__DIRECTIVE__
Recast the lines below as a Markdown table with two columns, Row and Line, giving each row a number and skipping blank lines. Leave the pictures out.

__LISTING__
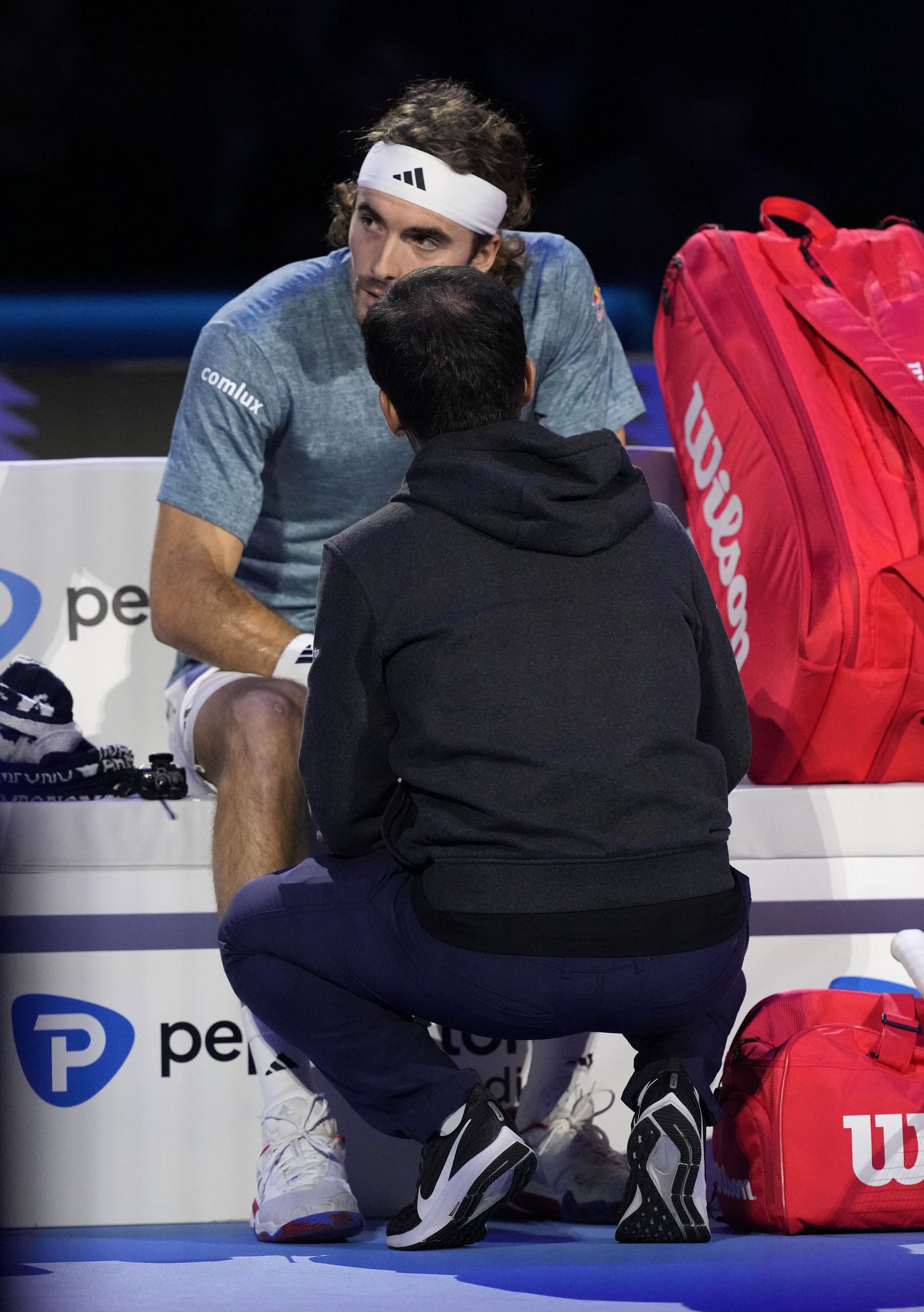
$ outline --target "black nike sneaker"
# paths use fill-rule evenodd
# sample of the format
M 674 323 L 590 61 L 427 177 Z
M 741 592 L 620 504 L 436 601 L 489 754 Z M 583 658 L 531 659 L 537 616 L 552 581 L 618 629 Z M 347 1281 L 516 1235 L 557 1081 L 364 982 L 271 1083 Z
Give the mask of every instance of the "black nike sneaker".
M 457 1127 L 430 1135 L 421 1151 L 417 1199 L 388 1223 L 389 1248 L 463 1248 L 532 1178 L 536 1155 L 512 1120 L 476 1084 Z
M 709 1241 L 704 1140 L 700 1097 L 684 1071 L 664 1072 L 645 1086 L 625 1149 L 620 1242 Z

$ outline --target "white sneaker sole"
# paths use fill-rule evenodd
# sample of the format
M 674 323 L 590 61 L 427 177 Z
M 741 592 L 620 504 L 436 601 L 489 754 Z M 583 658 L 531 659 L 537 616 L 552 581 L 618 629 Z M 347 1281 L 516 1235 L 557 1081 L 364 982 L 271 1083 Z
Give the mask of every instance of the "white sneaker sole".
M 616 1239 L 624 1244 L 708 1242 L 704 1143 L 675 1094 L 645 1109 L 629 1135 L 626 1156 L 636 1193 Z
M 330 1211 L 294 1216 L 282 1225 L 269 1225 L 261 1221 L 254 1200 L 250 1225 L 263 1244 L 333 1244 L 362 1233 L 366 1223 L 359 1212 Z
M 404 1235 L 389 1235 L 389 1248 L 461 1248 L 484 1239 L 489 1215 L 532 1178 L 536 1155 L 505 1126 L 497 1139 L 451 1176 L 426 1202 L 426 1216 Z M 421 1199 L 418 1194 L 417 1206 Z

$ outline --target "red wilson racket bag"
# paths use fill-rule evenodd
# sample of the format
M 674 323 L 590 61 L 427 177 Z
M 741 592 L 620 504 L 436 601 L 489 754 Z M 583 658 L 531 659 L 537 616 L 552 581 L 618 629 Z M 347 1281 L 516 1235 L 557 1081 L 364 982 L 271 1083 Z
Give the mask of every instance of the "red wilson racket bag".
M 748 1012 L 725 1059 L 717 1200 L 739 1229 L 924 1228 L 924 1001 L 806 989 Z
M 685 243 L 654 331 L 751 778 L 924 781 L 924 235 L 760 218 Z

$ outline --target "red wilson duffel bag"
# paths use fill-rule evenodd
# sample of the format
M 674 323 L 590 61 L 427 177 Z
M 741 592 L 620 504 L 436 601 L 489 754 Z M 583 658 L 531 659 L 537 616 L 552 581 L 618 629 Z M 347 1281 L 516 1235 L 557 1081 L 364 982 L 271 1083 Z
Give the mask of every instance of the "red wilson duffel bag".
M 752 1008 L 712 1140 L 729 1224 L 924 1228 L 923 1021 L 911 993 L 806 989 Z
M 924 779 L 924 235 L 760 218 L 685 243 L 654 332 L 751 778 Z

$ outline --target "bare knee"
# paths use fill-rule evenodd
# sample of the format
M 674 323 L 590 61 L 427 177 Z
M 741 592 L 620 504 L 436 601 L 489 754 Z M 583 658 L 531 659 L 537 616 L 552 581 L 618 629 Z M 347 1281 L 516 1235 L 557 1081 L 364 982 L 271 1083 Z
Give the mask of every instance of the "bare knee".
M 195 756 L 219 783 L 228 770 L 270 783 L 298 774 L 304 690 L 277 678 L 228 684 L 208 698 L 195 724 Z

__TASK RESULT__
| Row | Line |
|---|---|
| 1 | $ outline --target "black nike sneaker" |
| 2 | # paths use fill-rule evenodd |
| 3 | # sample of the format |
| 4 | M 674 323 L 590 61 L 427 177 Z |
| 5 | M 741 592 L 620 504 L 436 601 L 489 754 Z M 583 658 L 531 659 L 537 616 L 552 581 L 618 629 Z M 347 1281 L 516 1235 L 557 1081 L 364 982 L 271 1083 Z |
| 6 | Give the mask of every instance of the "black nike sneaker". |
| 7 | M 457 1127 L 430 1135 L 421 1151 L 417 1199 L 388 1223 L 389 1248 L 463 1248 L 532 1178 L 536 1155 L 512 1120 L 476 1084 Z |
| 8 | M 709 1241 L 704 1140 L 700 1097 L 684 1071 L 664 1072 L 645 1086 L 625 1149 L 620 1242 Z |
| 9 | $ outline --target "white sneaker sole" |
| 10 | # paths use fill-rule evenodd |
| 11 | # sample of the format |
| 12 | M 674 323 L 590 61 L 427 177 Z |
| 13 | M 741 592 L 620 504 L 436 601 L 489 754 Z M 583 658 L 531 659 L 537 616 L 552 581 L 618 629 Z M 347 1281 L 516 1235 L 557 1081 L 364 982 L 271 1083 Z |
| 14 | Give the mask of every instance of the "white sneaker sole". |
| 15 | M 616 1239 L 624 1244 L 708 1242 L 704 1143 L 675 1094 L 645 1109 L 629 1135 L 626 1156 L 636 1193 Z |
| 16 | M 330 1211 L 294 1216 L 282 1225 L 269 1225 L 261 1221 L 254 1200 L 250 1225 L 263 1244 L 333 1244 L 362 1233 L 366 1223 L 359 1212 Z |
| 17 | M 404 1235 L 389 1235 L 389 1248 L 461 1248 L 484 1239 L 489 1215 L 532 1178 L 536 1155 L 505 1126 L 497 1139 L 451 1176 L 426 1202 L 426 1216 Z M 421 1199 L 418 1194 L 417 1206 Z |
| 18 | $ outline --target "red wilson racket bag" |
| 19 | # paths use fill-rule evenodd |
| 20 | # sample of the format |
| 21 | M 674 323 L 590 61 L 427 177 Z |
| 22 | M 741 592 L 620 504 L 436 601 L 489 754 Z M 583 658 L 531 659 L 537 616 L 552 581 L 618 629 Z M 347 1281 L 516 1235 L 557 1081 L 364 982 L 271 1083 Z |
| 23 | Give the mask of every instance of the "red wilson racket bag". |
| 24 | M 748 1012 L 725 1059 L 717 1200 L 739 1229 L 924 1228 L 924 1001 L 806 989 Z |
| 25 | M 685 243 L 654 331 L 751 778 L 924 781 L 924 235 L 760 218 Z |
| 26 | $ outline --target "red wilson duffel bag" |
| 27 | # paths use fill-rule evenodd |
| 28 | # sample of the format |
| 29 | M 674 323 L 590 61 L 427 177 Z |
| 30 | M 741 592 L 620 504 L 436 601 L 489 754 Z M 583 658 L 531 659 L 537 616 L 552 581 L 618 629 Z M 347 1281 L 516 1235 L 557 1081 L 364 982 L 271 1083 Z |
| 31 | Give the mask of every instance of the "red wilson duffel bag". |
| 32 | M 752 1008 L 712 1140 L 729 1224 L 924 1228 L 923 1021 L 911 993 L 806 989 Z |
| 33 | M 924 779 L 924 235 L 760 218 L 685 243 L 654 332 L 751 778 Z |
| 34 | $ outline --target "bare knee" |
| 35 | # paths use fill-rule evenodd |
| 36 | # sample of the format |
| 37 | M 674 323 L 590 61 L 427 177 Z |
| 38 | M 741 592 L 620 504 L 436 601 L 489 754 Z M 583 658 L 531 659 L 537 616 L 552 581 L 618 629 Z M 347 1281 L 516 1235 L 557 1081 L 364 982 L 271 1083 Z |
| 39 | Give the mask of every instance of the "bare knee". |
| 40 | M 195 756 L 219 783 L 228 770 L 270 783 L 298 774 L 304 690 L 277 678 L 228 684 L 208 698 L 195 724 Z |